Count the lines in the records that contain the word "overpass", and reply with only that number.

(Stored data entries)
## Start

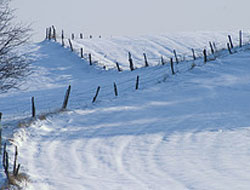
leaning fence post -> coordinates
[13,146,18,174]
[192,48,196,60]
[203,49,207,63]
[135,75,139,90]
[92,86,101,103]
[239,30,242,47]
[227,43,233,54]
[69,39,74,51]
[161,56,165,65]
[31,97,36,118]
[173,49,179,64]
[114,82,118,96]
[228,35,234,49]
[143,53,148,67]
[62,85,71,110]
[81,48,83,58]
[62,30,64,47]
[209,42,214,54]
[128,52,135,71]
[49,27,51,40]
[52,25,56,41]
[170,58,175,75]
[115,62,122,72]
[89,53,92,65]
[14,164,21,176]
[45,28,49,40]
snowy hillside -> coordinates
[0,33,250,190]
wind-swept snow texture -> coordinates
[0,31,250,190]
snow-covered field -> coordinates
[0,33,250,190]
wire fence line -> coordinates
[2,27,249,124]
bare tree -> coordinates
[0,0,30,93]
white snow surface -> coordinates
[0,33,250,190]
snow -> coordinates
[0,33,250,190]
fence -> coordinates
[0,26,248,187]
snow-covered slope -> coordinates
[0,31,250,190]
[70,31,250,69]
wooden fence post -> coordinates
[2,143,6,168]
[49,27,51,40]
[170,58,175,75]
[45,28,49,40]
[203,49,207,63]
[192,48,196,60]
[239,30,242,47]
[62,85,71,110]
[31,97,36,118]
[115,62,122,72]
[69,39,74,51]
[128,52,135,71]
[143,53,148,67]
[89,53,92,65]
[114,82,118,96]
[135,75,139,90]
[13,146,18,174]
[209,42,214,54]
[92,86,101,103]
[14,164,21,176]
[161,56,165,65]
[227,43,233,54]
[52,25,56,41]
[173,49,179,64]
[228,35,234,49]
[81,48,83,58]
[213,42,217,52]
[62,30,65,47]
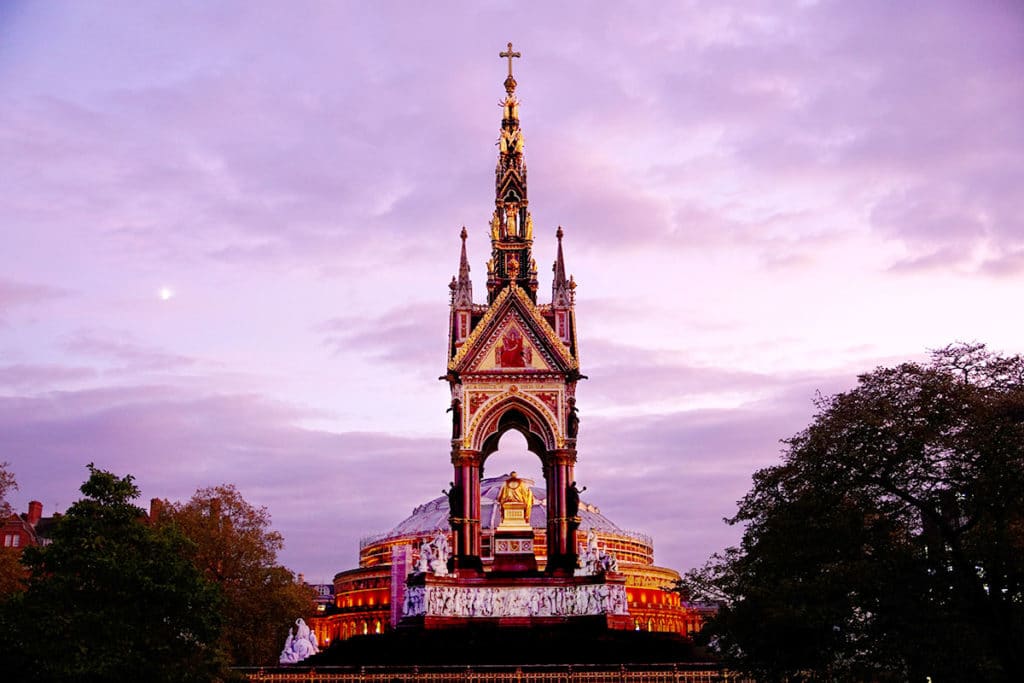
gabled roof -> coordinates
[449,283,579,373]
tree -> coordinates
[0,463,27,599]
[685,344,1024,681]
[0,464,224,682]
[160,484,314,666]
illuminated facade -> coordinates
[312,44,702,642]
[312,477,707,642]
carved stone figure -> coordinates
[279,617,319,664]
[430,532,452,577]
[416,541,433,573]
[498,472,534,524]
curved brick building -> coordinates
[313,475,701,642]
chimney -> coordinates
[28,501,43,526]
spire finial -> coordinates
[498,42,522,95]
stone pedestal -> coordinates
[399,572,633,630]
[490,522,537,573]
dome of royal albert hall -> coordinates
[359,474,654,566]
[386,474,627,537]
[315,474,700,642]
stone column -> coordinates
[451,446,483,573]
[545,449,575,574]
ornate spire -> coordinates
[551,225,572,308]
[452,225,473,308]
[487,43,537,303]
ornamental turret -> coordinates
[487,43,537,303]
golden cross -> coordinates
[498,43,522,78]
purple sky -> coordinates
[0,0,1024,581]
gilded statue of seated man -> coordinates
[498,472,534,524]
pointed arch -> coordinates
[468,391,558,464]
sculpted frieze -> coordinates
[401,584,629,618]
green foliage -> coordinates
[160,484,314,666]
[0,463,27,599]
[0,464,224,682]
[684,345,1024,681]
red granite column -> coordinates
[452,447,483,573]
[545,449,575,574]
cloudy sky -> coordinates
[0,0,1024,581]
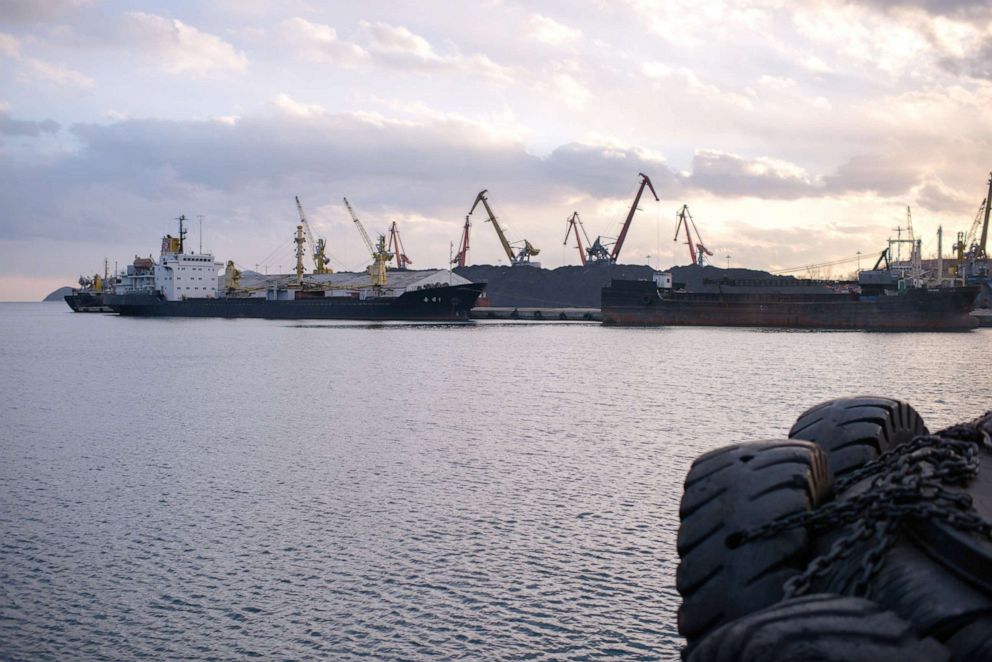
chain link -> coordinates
[729,412,992,599]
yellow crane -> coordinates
[344,198,393,288]
[468,189,541,265]
[296,196,334,274]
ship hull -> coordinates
[64,292,113,313]
[602,281,978,331]
[106,283,485,322]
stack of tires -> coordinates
[676,397,992,662]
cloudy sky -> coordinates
[0,0,992,300]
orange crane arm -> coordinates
[610,172,660,262]
[468,189,517,264]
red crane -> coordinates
[672,205,713,266]
[562,211,589,267]
[387,221,413,269]
[451,216,472,267]
[610,172,660,264]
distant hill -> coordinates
[42,285,72,301]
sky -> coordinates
[0,0,992,301]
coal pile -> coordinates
[454,264,812,308]
[455,264,654,308]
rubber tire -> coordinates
[675,440,833,650]
[817,451,992,660]
[689,594,950,662]
[789,396,929,478]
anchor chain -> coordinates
[727,412,992,599]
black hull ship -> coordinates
[602,280,979,331]
[64,290,113,313]
[105,283,486,322]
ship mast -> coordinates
[293,225,307,287]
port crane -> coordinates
[954,172,992,265]
[451,214,472,267]
[296,196,334,274]
[583,172,660,264]
[672,204,713,266]
[468,189,541,266]
[344,198,393,288]
[389,221,413,269]
[562,211,589,267]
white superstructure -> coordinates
[155,236,224,301]
[114,216,224,301]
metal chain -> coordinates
[728,412,992,599]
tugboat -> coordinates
[64,262,113,313]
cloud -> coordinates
[0,32,21,58]
[689,150,820,199]
[280,17,515,83]
[527,14,582,46]
[0,0,94,23]
[273,94,327,117]
[121,12,248,75]
[940,37,992,80]
[824,153,925,196]
[17,58,96,90]
[0,110,61,138]
[280,17,369,67]
[0,32,96,90]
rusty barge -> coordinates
[602,272,979,331]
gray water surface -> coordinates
[0,303,992,659]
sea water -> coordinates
[0,303,992,659]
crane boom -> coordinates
[344,198,375,258]
[389,221,413,269]
[451,214,472,267]
[468,189,517,264]
[610,172,660,263]
[672,204,696,264]
[673,205,713,266]
[978,172,992,257]
[296,196,334,274]
[562,211,589,267]
[344,198,393,288]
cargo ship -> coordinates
[63,262,113,313]
[63,289,113,313]
[103,217,486,322]
[602,271,979,331]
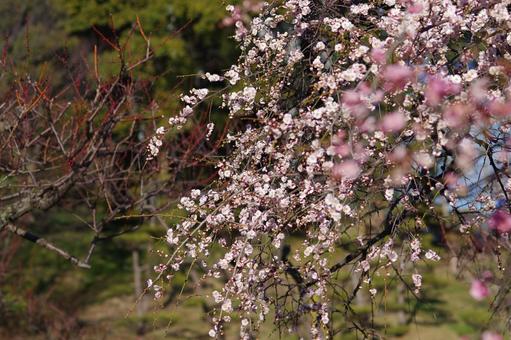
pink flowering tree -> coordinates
[148,0,511,339]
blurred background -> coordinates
[0,0,504,339]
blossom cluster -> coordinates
[150,0,511,339]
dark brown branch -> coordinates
[5,223,90,269]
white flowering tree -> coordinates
[148,0,511,339]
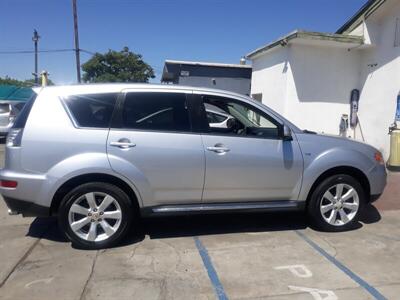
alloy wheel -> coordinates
[320,183,360,226]
[68,192,122,242]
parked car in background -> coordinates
[0,101,25,137]
[0,85,34,137]
[0,84,386,249]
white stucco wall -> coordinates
[284,45,359,134]
[251,48,288,113]
[356,3,400,158]
[251,0,400,159]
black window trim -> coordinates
[193,93,284,140]
[110,89,196,134]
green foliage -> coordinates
[0,76,54,87]
[82,47,155,82]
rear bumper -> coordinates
[367,165,387,196]
[3,197,50,217]
[0,169,50,216]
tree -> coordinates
[82,47,155,82]
[0,76,54,87]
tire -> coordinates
[58,182,134,249]
[307,174,366,232]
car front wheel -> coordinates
[58,182,133,249]
[308,174,365,231]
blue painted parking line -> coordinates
[295,230,386,300]
[194,236,228,300]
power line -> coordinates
[0,49,75,54]
[0,49,95,55]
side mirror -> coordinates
[283,125,293,141]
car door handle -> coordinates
[110,140,136,149]
[207,144,231,153]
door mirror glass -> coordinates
[283,125,293,141]
[203,95,280,139]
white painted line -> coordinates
[288,285,338,300]
[274,265,312,278]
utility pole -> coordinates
[72,0,81,83]
[32,29,40,85]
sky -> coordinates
[0,0,366,84]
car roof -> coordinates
[42,83,249,99]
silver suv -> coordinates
[0,84,386,249]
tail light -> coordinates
[0,180,18,189]
[6,128,23,147]
[8,109,17,124]
[374,151,385,165]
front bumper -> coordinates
[3,197,50,217]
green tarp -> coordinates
[0,85,34,101]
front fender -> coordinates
[299,148,376,200]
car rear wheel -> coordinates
[58,182,134,249]
[308,174,365,231]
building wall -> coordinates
[179,76,251,95]
[251,45,359,134]
[356,4,400,159]
[251,48,289,114]
[251,1,400,159]
[284,45,359,134]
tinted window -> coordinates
[122,93,190,131]
[12,94,37,128]
[64,93,117,128]
[203,96,280,138]
[0,103,10,114]
[206,111,226,123]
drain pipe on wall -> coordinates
[350,89,364,141]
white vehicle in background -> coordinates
[0,101,25,137]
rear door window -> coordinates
[122,92,191,132]
[64,93,118,128]
[0,103,10,114]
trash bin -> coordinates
[388,127,400,167]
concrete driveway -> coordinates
[0,144,400,299]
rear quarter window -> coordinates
[12,94,37,128]
[63,93,118,128]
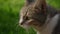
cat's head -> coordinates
[19,0,46,28]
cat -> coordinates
[19,0,60,34]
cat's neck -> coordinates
[37,14,59,34]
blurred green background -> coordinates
[0,0,60,34]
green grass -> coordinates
[0,0,60,34]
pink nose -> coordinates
[19,21,24,25]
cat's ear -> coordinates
[25,0,35,5]
[34,0,46,13]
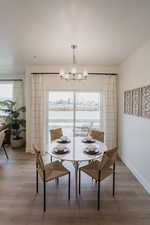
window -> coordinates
[48,91,101,136]
[0,82,13,119]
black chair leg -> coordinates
[113,163,115,196]
[97,180,101,210]
[68,173,70,200]
[43,171,46,212]
[36,165,39,193]
[3,145,9,159]
[55,178,59,185]
[79,169,81,195]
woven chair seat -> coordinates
[81,164,113,181]
[38,161,69,182]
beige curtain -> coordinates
[26,75,47,154]
[101,75,117,148]
[13,81,24,108]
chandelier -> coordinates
[59,45,88,80]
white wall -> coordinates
[119,41,150,193]
[0,73,24,80]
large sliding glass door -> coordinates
[48,91,74,136]
[75,92,100,136]
[48,91,100,136]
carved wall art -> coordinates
[124,85,150,119]
[124,91,132,114]
[132,88,141,116]
[141,86,150,118]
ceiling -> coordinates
[0,0,150,72]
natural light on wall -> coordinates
[0,82,13,120]
[0,83,13,101]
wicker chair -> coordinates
[50,128,63,141]
[79,148,117,210]
[90,130,104,142]
[33,146,70,212]
[0,130,9,159]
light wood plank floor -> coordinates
[0,149,150,225]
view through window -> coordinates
[48,91,100,136]
[0,82,13,120]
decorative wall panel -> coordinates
[124,85,150,119]
[124,91,132,114]
[141,85,150,118]
[132,88,141,116]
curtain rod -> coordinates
[0,79,23,81]
[31,72,118,76]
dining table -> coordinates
[48,136,107,197]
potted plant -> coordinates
[0,100,26,148]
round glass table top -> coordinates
[49,137,107,161]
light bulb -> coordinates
[71,67,77,74]
[78,73,82,80]
[83,70,88,78]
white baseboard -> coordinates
[119,154,150,194]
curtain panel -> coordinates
[13,81,24,108]
[101,75,117,149]
[26,74,117,154]
[26,75,47,154]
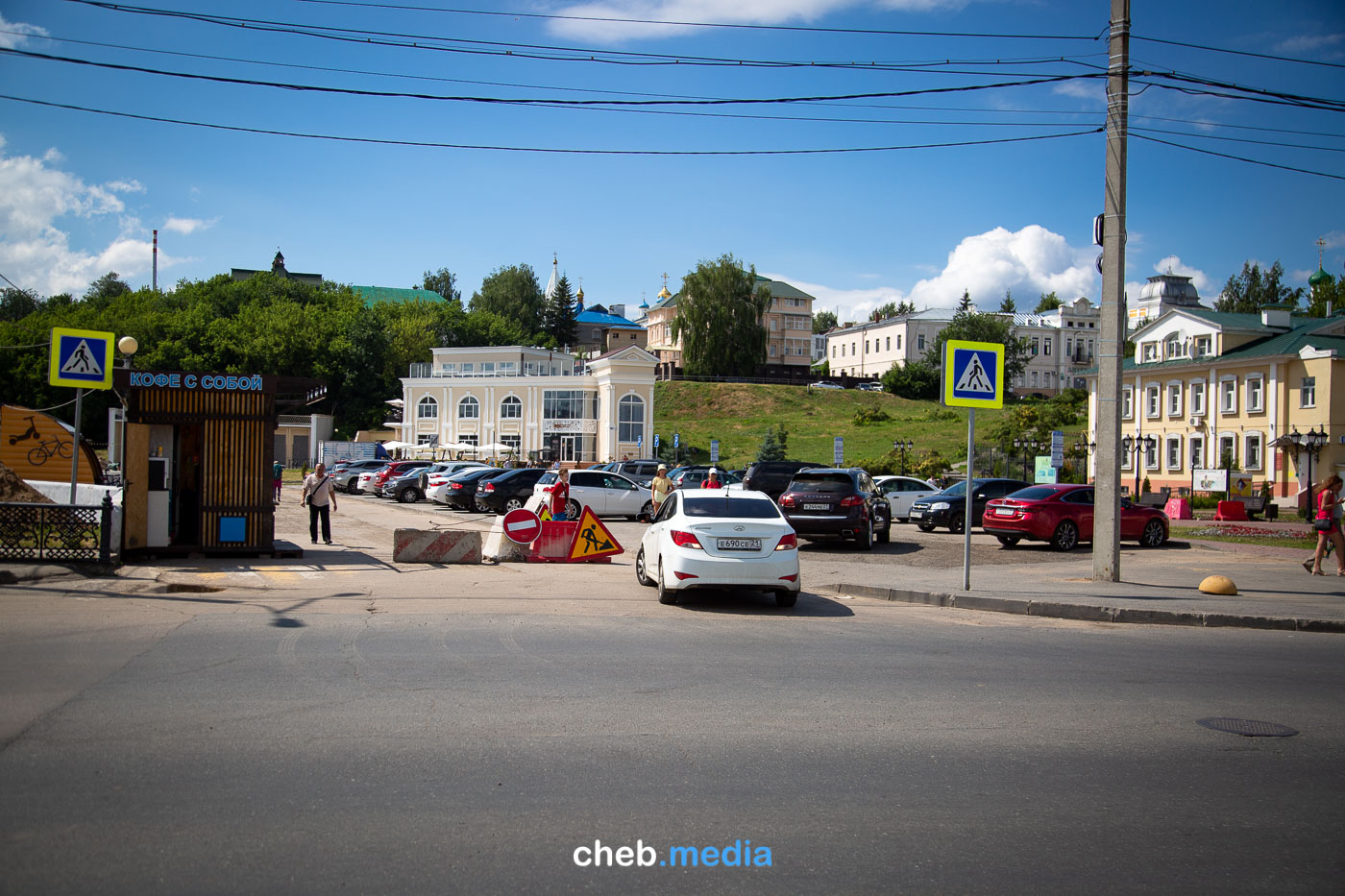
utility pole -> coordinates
[1092,0,1130,581]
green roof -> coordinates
[351,286,444,306]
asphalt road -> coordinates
[0,568,1345,893]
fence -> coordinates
[0,496,111,564]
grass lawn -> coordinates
[647,380,1083,469]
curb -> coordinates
[817,583,1345,634]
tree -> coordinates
[925,311,1030,387]
[672,254,770,376]
[1032,291,1064,315]
[470,265,544,333]
[1214,261,1304,315]
[542,275,579,346]
[417,268,463,304]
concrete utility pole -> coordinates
[1093,0,1137,581]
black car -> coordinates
[743,460,823,500]
[476,467,548,514]
[780,467,892,550]
[444,467,510,513]
[911,479,1029,531]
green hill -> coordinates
[653,380,1084,473]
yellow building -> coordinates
[1084,308,1345,504]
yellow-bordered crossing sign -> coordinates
[942,339,1005,407]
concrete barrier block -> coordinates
[393,529,481,564]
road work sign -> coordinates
[942,339,1005,407]
[569,506,623,563]
[47,327,115,389]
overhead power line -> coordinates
[0,94,1103,157]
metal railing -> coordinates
[0,496,111,564]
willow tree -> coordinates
[672,255,770,376]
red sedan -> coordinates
[981,486,1167,550]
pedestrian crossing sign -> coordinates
[47,327,115,389]
[942,339,1005,407]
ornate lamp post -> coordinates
[1120,436,1158,500]
[892,439,916,476]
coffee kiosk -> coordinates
[113,369,277,557]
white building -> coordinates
[401,346,656,463]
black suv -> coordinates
[477,467,546,514]
[911,479,1028,533]
[780,467,892,550]
[743,460,821,500]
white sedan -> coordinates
[873,476,942,522]
[635,489,801,607]
[532,470,653,521]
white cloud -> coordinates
[0,13,47,50]
[161,215,219,235]
[0,142,182,296]
[548,0,968,41]
[909,225,1097,311]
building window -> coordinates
[1247,376,1265,413]
[616,396,645,441]
[1190,379,1205,417]
[1243,432,1261,470]
[1167,382,1181,417]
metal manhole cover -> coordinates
[1196,717,1298,738]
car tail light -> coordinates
[669,529,705,550]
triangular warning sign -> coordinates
[954,351,995,396]
[61,339,102,376]
[569,506,624,563]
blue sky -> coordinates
[0,0,1345,320]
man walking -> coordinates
[299,463,336,545]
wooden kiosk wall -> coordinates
[117,372,276,553]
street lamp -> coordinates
[1120,436,1158,500]
[892,439,916,476]
[1013,439,1042,479]
[1287,426,1328,520]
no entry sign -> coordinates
[504,507,542,545]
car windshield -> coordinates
[1009,486,1060,500]
[790,472,854,493]
[682,496,780,520]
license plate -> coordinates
[716,538,761,550]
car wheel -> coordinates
[658,560,676,604]
[635,545,655,587]
[1050,520,1079,550]
[854,518,873,550]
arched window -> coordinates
[616,396,645,441]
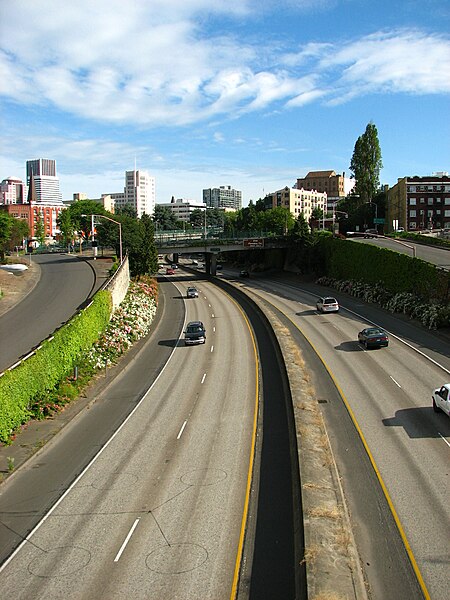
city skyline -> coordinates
[0,0,450,206]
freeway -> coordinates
[348,236,450,270]
[229,272,450,598]
[0,254,95,372]
[0,278,294,599]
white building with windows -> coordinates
[203,185,242,210]
[109,169,156,218]
[158,197,206,223]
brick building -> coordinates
[386,172,450,232]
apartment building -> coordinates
[294,170,355,212]
[26,158,62,205]
[109,169,156,218]
[265,186,327,222]
[386,172,450,232]
[203,185,242,210]
[0,177,28,204]
[158,196,206,223]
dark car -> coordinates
[184,321,206,346]
[358,327,389,350]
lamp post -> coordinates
[81,215,123,264]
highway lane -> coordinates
[227,278,450,598]
[0,254,95,372]
[1,274,257,599]
[348,237,450,271]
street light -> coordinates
[81,215,123,264]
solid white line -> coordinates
[389,375,402,389]
[177,421,187,440]
[114,519,139,562]
[438,431,450,446]
[0,316,183,573]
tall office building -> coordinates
[110,169,156,218]
[27,158,62,204]
[203,185,242,210]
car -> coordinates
[432,383,450,417]
[184,321,206,346]
[358,327,389,350]
[186,287,198,298]
[316,296,339,313]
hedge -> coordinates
[319,237,450,304]
[0,291,112,443]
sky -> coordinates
[0,0,450,206]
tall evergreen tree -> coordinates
[350,123,383,205]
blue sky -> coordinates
[0,0,450,205]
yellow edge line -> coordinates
[229,290,259,600]
[260,296,430,600]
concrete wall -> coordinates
[104,256,130,310]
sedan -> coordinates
[184,321,206,346]
[316,296,339,313]
[358,327,389,350]
[432,383,450,417]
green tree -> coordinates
[350,123,383,205]
[153,204,179,231]
[136,214,158,276]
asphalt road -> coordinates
[0,274,268,599]
[236,278,450,598]
[0,254,95,372]
[348,237,450,271]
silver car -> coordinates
[316,296,339,313]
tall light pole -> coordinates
[81,215,123,264]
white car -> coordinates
[432,383,450,417]
[316,296,339,313]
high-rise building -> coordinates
[0,177,28,204]
[27,158,62,205]
[203,185,242,210]
[109,169,156,218]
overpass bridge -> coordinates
[155,231,288,275]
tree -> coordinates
[135,214,158,276]
[350,123,383,205]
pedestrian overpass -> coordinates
[155,231,288,275]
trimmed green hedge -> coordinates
[319,237,450,303]
[0,291,112,443]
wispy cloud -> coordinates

## End

Written answer
2